- TEXTE EXTRAIT -
'''

Une sorte de confession devant l’aube ténue des draps blancs, séchant aux vents, fonds sonores, citant Georges Bataille dans son Histoire de l’œil, une approche évoquant le drama à la sur-réalité prégnante.

Si l’on revient sur Paysages & Transfigurations, Philippe Ciaparra est un photographe précieux, méticuleux, précis, surtout ouvert aux surgissements, à tous les surgissements, de la Beauté aux forces qui habitent en secret les paysages, les hommes, les situations, marques de l’éphémère passage du temps, pépites amassées au bord d’un fleuve intranquille; la main du prospecteur, de l’alchimiste, de l’écrivain, du romantique, a retenu cet or dans un apport à ce qui marie la photographie, le regard et les corps, à ce qui se dit silencieusement de la profondeur du temps, signes physiques et signes de l’âme, toutes écritures fondues à l’oeil par la main, illunées aurait écrit Rimbaud, ce jardinet qui en hiver s’illunait de mystères…présences, forces, ombres, silences, tout concourt, habite, se loge en ces pages, des matières qui impriment ici leurs voix multiples et silencieuses donnant l’éclat posthume d’un temps éveillé à lui même, demi-sommeil, pénombre et clartés, un livre entre aube et crépuscule, solairement nocturne….issu de la tension chtonienne qui rend le photographe présent à son regard pour murmurer l’espace du Drama antique.

La photographie de Philippe Ciaparra s’écrit dans un mouvement connexe au monde pour en percevoir, en un instant, toute l ‘étendue, la profondeur, le point dont il est issu, originel, tout l’antécédence qui l’a porté, toute l’importance qui semble tenir, soutenir le regard, dans une forme d’hypnose, de soleil mental, de sensibilités solaires, d’instance poétique chargée de concrétudes ….le Ici et maintenant. est un constat qui incrémente la profondeur et dont la présence au regard, physiquement suppose une histoire des forces qui ont travaillé à ce présent. Certaines photographies du livre résonnent comme les énigmes que la Pythie prononçait à Delphes, dans cet espace-temps qui aujourd’hui n’est plus et dont certains élus peuvent en percevoir les manifestations.

« Des visages féminins en semi-profil éclairés en partie, derrière elles, le fond est neutre, dans une nuance plus ou moins abrupte allant du blanc vers le noir. Les modèles entretiennent une certaine distance avec la réalité, les regards sont suspendus et fuyants, détachés.

'''

Enregistrements de pointage:

'''

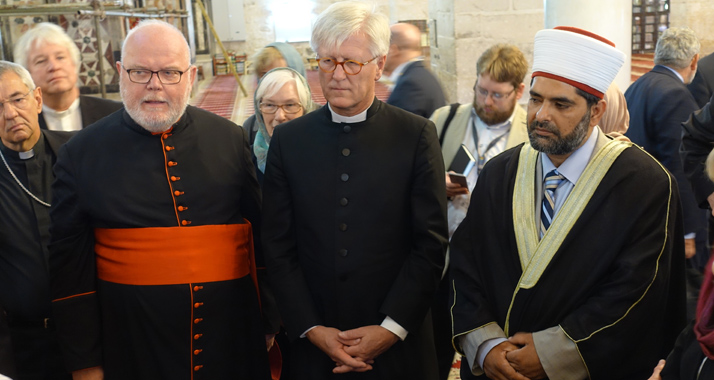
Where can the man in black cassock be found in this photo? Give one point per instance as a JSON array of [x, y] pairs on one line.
[[28, 154], [569, 264], [152, 254], [354, 213]]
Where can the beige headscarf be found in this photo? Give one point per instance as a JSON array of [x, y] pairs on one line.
[[616, 117]]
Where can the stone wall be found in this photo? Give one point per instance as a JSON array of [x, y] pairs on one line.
[[698, 15], [464, 29]]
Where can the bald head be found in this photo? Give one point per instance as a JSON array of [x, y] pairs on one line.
[[164, 35], [404, 45]]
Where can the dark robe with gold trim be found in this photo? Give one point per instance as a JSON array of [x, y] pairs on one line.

'''

- CONSIGNES À SUIVRE -
a) Recopiez sans aucune modification les lignes des enregistrements, en partant de la ligne qui contient « Where can the beige », celle-ci comprise, et en allant jusqu'à la fin des enregistrements.
b) Rédigez la suite du texte sur la photographie de Philippe Ciaparra, en reprenant juste après sa dernière phrase.

- RÉPONSES FINALES -
a)
Where can the beige headscarf be found in this photo? Give one point per instance as a JSON array of [x, y] pairs on one line.
[[616, 117]]
Where can the stone wall be found in this photo? Give one point per instance as a JSON array of [x, y] pairs on one line.
[[698, 15], [464, 29]]
Where can the bald head be found in this photo? Give one point per instance as a JSON array of [x, y] pairs on one line.
[[164, 35], [404, 45]]
Where can the dark robe with gold trim be found in this photo? Give one point per instance as a JSON array of [x, y] pairs on one line.

b)
Elles sont intemporelles et semblent avoir été photographiées nues. » © Philippe Ciaparra

Il faut savoir approcher le travail de Philippe  les yeux clos comme à travers la fine lame des yeux plissés, absorbants, transformation de l’approche, que les cils recouvrent en partie les paupières et que le buveur de thé se laisse voyager ici, ponctuellement en ces visages féminins, ou en ce livre, dans un texte qui aurait trouvé refuge au sein de ces yeux plaisants, froids, bougons; ceux ci se dérobent ou s’affirment, interrogent indirectement ce lecteur à travers le regard qui les voit, fleurs écloses refusées, en leurs antécédences, loin d’elle mêmes, dans ce temps connecté de la prise de vues, dans tous ceux qui s’y inscrivent et s’y réfractent. Le photographe devient un liseur d’âmes, de vie, un psychopompe parfois, une entité à part entière, qui sacralise, éternise, rend présent pour soi même, cet autre là, poétique du féminin, comme il le faisait des paysages américains, part de l’invisible Sacré qui continue à habiter ces royaumes fait de temps.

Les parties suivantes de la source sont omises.